### Stated problem
Locate the line that contains "drop a dot on the metal pipe". Print it and every subsequent line through the final line of the records, exactly and only those.

Items from a data source:
━━━━━━━━
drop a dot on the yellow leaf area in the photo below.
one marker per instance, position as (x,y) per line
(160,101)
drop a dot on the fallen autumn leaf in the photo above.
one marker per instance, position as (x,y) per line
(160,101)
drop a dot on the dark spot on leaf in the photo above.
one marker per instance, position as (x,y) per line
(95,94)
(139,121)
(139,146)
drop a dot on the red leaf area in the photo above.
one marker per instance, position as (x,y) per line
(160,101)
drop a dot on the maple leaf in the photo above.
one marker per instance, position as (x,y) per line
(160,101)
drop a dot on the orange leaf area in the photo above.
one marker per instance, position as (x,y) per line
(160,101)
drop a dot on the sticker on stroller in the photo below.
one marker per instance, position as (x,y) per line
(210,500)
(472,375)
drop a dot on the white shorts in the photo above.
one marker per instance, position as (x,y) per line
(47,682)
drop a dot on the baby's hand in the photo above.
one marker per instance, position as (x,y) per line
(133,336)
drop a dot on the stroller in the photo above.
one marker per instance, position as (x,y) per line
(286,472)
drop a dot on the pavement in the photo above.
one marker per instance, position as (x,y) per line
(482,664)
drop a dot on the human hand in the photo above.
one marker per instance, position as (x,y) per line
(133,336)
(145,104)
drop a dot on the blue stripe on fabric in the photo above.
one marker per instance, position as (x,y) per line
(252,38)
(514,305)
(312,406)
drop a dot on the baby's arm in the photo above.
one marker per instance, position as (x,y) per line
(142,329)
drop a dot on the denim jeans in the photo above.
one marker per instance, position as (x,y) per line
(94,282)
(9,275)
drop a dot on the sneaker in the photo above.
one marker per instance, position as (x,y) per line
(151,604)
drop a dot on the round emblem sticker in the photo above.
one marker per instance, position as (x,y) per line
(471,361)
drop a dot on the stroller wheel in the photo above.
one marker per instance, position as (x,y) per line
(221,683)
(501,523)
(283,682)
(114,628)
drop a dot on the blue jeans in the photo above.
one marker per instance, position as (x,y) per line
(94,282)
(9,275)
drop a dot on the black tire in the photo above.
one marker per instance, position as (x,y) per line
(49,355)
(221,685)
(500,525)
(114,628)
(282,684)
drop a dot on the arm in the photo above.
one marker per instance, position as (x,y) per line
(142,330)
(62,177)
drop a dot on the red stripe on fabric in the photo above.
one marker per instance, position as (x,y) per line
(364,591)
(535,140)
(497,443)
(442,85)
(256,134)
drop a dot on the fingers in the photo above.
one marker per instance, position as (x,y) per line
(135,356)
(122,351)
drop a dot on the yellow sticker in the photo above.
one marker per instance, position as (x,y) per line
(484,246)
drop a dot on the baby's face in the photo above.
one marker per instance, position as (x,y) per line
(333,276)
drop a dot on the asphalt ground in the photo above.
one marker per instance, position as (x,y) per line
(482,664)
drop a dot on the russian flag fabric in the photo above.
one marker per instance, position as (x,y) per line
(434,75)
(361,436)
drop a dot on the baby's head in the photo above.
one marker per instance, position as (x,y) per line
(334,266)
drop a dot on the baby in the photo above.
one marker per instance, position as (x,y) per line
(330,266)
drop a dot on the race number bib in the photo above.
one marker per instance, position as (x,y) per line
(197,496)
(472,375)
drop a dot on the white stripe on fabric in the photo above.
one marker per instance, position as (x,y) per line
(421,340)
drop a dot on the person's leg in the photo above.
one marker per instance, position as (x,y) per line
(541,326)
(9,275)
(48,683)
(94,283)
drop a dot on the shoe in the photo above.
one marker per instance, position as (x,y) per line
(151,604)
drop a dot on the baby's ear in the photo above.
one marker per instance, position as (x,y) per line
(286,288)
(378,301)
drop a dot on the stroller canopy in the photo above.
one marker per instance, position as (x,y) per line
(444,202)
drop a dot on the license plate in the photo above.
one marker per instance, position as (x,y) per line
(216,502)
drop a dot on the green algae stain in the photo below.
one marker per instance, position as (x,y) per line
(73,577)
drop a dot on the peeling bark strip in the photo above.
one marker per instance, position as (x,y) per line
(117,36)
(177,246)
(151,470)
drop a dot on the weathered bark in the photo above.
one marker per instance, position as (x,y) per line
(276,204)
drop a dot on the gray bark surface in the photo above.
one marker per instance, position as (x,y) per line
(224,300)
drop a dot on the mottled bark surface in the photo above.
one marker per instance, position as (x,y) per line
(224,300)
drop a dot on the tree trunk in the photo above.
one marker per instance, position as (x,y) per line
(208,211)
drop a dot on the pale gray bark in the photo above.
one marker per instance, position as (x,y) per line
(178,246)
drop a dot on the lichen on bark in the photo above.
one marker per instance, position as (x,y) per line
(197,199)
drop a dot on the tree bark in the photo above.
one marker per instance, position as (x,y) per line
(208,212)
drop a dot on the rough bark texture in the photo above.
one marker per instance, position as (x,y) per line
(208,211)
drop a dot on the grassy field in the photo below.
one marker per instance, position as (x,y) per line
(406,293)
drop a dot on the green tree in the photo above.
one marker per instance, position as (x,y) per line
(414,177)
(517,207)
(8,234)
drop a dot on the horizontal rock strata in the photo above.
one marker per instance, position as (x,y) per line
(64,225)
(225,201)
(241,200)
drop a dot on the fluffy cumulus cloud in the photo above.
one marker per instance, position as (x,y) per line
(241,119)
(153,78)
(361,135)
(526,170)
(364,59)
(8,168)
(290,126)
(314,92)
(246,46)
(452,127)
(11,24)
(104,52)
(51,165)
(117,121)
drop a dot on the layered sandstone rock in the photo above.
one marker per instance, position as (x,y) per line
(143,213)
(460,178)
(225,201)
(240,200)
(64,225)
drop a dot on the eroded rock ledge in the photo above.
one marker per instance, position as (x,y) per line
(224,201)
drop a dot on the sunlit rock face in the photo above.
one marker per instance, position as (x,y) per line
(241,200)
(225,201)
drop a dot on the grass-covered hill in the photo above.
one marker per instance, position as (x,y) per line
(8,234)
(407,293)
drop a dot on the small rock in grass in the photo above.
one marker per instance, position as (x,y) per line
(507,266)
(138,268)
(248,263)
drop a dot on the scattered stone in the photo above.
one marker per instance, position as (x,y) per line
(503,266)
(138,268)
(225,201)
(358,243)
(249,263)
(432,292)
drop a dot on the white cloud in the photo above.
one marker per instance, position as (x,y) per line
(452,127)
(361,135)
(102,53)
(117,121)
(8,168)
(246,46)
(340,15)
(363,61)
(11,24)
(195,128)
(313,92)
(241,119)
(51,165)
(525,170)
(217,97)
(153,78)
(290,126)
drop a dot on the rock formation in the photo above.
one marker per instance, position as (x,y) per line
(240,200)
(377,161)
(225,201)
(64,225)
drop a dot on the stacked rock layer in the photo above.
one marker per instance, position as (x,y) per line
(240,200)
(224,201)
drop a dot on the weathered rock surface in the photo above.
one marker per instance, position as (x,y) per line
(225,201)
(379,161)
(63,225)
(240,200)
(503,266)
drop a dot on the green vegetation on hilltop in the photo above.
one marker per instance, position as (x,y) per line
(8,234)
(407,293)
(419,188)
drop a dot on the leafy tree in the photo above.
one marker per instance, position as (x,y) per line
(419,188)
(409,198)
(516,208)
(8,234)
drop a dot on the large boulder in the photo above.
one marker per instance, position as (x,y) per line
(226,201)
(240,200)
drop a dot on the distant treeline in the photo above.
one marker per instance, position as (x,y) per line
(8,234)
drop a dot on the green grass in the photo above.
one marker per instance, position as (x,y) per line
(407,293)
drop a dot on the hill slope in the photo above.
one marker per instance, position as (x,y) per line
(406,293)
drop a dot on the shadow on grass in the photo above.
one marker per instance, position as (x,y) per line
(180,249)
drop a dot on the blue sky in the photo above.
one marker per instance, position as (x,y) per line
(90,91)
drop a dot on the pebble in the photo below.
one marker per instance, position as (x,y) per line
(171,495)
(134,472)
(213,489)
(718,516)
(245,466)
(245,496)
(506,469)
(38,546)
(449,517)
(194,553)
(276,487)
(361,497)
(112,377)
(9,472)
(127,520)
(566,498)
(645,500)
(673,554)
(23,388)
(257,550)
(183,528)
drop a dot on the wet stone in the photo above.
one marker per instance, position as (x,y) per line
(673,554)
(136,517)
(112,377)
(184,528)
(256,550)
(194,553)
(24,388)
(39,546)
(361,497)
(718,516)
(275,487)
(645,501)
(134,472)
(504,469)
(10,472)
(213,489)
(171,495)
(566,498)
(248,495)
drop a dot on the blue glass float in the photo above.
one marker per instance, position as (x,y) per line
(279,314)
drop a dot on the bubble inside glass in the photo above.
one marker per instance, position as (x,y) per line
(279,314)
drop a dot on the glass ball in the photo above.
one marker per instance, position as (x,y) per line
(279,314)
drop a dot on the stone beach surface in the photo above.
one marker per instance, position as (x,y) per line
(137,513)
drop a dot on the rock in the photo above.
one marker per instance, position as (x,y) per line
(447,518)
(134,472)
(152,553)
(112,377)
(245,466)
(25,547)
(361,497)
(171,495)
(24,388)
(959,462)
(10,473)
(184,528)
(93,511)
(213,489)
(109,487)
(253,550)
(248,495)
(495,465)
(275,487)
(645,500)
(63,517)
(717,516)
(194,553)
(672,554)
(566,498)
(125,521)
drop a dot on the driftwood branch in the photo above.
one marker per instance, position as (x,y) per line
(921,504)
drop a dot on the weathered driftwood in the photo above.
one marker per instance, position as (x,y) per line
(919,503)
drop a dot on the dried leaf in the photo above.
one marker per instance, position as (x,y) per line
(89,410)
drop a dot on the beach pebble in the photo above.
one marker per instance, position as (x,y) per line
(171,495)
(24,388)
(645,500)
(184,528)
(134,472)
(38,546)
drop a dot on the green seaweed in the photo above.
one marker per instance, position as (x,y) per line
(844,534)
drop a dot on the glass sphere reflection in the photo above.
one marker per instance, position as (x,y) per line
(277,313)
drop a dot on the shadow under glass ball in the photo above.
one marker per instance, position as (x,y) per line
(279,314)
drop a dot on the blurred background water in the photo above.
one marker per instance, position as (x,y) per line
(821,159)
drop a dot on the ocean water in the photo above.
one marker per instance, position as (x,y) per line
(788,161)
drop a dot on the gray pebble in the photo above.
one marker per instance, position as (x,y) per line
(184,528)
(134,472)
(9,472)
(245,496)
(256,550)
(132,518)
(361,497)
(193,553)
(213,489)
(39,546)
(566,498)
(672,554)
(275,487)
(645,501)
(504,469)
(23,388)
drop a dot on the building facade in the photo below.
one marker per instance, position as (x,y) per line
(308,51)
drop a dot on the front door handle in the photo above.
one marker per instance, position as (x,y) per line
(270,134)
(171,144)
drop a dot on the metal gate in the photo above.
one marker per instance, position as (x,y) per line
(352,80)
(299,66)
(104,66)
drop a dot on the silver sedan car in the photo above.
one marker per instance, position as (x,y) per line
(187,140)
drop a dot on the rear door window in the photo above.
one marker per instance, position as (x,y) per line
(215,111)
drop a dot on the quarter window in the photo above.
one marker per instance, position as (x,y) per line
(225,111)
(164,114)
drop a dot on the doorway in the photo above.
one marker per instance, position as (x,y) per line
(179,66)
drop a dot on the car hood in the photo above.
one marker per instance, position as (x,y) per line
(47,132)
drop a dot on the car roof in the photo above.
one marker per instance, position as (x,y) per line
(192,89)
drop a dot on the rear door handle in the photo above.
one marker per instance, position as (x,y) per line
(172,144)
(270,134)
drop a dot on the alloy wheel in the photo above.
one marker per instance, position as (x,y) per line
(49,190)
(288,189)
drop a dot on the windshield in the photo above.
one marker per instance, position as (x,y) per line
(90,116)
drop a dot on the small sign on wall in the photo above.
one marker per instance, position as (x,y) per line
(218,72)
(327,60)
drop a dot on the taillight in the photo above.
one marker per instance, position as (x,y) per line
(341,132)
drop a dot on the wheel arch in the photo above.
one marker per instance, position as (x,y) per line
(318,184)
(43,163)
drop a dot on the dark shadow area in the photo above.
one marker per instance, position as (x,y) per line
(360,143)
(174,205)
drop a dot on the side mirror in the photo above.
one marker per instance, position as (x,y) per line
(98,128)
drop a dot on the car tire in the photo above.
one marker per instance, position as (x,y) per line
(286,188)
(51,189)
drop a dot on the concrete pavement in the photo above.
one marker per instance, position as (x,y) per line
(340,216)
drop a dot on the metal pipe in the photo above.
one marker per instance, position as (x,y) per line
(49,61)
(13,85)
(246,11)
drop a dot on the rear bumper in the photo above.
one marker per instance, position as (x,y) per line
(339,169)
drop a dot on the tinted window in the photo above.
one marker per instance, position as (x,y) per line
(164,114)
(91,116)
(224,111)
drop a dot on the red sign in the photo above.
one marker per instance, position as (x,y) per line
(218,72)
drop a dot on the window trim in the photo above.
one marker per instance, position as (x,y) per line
━━━━━━━━
### Reply
drop a dot on the metal pipe in the photo above.
one marker per instance, position as (x,y) per line
(49,61)
(13,85)
(246,11)
drop a dot on the rear bumper in the photo above.
one marker per instance, position as (x,y) per line
(339,169)
drop a dot on the tinted window in the photo above.
one marker per instance, position as (x,y) per line
(164,114)
(91,116)
(224,111)
drop a dot on the red sign in the photo above.
one marker per instance, position as (x,y) per line
(218,72)
drop a dot on the window trim in the photo above.
one marker per instance, position as (x,y) per line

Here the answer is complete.